_ASSIGNMENT:_ Under this line are the records; write out word for word the part that begins at the line containing "Need: one point per instance of the curved" and ends at the line containing "Target: green leaf", and no more.

** Opening EXERCISE DATA block **

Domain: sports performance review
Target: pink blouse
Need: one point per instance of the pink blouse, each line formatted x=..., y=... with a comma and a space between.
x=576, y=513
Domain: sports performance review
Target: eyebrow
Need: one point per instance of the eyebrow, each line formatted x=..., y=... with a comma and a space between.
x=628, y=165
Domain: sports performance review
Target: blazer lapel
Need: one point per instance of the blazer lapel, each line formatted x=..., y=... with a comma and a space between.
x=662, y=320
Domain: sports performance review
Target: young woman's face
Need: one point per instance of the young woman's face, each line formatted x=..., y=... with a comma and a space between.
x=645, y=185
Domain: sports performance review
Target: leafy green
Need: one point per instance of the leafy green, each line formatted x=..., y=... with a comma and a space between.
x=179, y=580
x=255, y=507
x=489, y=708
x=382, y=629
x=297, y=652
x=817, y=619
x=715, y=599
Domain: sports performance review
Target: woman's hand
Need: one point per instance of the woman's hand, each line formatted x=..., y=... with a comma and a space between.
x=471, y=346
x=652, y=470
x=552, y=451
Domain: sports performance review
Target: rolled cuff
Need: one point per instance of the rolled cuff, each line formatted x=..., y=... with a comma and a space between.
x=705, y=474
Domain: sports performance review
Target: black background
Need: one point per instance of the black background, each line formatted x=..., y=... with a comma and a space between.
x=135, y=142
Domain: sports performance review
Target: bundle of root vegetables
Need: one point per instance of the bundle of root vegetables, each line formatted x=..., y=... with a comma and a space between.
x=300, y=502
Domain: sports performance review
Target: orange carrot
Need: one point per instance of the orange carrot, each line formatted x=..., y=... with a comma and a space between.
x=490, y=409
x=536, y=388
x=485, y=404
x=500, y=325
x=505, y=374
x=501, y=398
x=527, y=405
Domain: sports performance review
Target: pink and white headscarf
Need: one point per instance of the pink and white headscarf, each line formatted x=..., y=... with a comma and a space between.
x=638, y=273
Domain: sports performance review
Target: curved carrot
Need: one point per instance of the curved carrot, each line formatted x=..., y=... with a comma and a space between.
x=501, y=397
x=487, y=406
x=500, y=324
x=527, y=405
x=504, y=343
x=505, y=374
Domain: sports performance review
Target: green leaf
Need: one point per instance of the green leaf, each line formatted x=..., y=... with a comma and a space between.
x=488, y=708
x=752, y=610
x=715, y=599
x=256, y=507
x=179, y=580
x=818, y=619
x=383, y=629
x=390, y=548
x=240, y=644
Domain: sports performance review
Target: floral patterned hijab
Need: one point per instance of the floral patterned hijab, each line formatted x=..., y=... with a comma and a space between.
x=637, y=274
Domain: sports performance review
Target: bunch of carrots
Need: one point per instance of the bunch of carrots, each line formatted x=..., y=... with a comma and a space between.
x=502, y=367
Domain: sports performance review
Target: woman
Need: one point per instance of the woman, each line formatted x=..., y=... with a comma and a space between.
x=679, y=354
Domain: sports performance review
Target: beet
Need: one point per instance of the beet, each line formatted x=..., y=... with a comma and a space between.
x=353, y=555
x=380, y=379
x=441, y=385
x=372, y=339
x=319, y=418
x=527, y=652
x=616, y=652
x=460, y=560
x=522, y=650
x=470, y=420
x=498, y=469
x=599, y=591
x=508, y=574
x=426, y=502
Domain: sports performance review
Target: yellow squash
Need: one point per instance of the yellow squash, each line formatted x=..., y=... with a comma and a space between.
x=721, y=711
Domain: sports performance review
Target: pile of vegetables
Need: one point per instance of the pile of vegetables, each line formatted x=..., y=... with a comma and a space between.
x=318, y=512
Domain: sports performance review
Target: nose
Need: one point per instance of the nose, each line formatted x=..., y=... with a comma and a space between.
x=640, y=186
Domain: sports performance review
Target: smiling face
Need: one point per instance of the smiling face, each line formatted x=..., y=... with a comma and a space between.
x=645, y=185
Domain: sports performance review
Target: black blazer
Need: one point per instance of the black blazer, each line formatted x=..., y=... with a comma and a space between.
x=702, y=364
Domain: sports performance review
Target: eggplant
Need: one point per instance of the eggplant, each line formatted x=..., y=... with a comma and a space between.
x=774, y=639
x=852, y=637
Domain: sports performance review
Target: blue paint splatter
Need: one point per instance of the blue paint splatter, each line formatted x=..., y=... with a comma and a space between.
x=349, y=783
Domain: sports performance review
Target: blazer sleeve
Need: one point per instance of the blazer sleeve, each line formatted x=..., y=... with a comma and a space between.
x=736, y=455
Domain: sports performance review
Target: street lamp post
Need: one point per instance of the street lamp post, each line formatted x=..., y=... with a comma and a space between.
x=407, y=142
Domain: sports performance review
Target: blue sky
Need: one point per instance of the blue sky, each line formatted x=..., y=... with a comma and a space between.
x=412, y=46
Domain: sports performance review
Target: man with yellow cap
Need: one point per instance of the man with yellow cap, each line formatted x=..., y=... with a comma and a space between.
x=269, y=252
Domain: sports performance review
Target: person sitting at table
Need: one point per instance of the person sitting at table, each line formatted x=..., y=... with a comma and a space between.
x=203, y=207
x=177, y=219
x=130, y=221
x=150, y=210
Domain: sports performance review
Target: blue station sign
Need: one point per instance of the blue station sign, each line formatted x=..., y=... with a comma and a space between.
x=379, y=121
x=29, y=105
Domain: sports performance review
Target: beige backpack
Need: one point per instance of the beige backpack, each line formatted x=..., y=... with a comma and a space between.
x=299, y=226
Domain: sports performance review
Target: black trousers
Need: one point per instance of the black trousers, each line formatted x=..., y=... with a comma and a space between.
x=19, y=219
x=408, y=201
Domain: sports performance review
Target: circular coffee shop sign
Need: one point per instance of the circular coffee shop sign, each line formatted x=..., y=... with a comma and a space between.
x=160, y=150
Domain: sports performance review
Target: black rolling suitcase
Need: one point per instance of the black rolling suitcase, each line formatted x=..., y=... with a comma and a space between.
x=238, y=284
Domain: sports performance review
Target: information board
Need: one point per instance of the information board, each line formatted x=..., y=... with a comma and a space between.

** Closing EXERCISE DATA block **

_EXERCISE RESPONSE:_
Need: one point per instance of the curved carrot, each line formatted x=..., y=... with a comma and a space between.
x=501, y=397
x=487, y=406
x=500, y=324
x=527, y=405
x=504, y=343
x=505, y=374
Domain: sports performance review
Target: green leaf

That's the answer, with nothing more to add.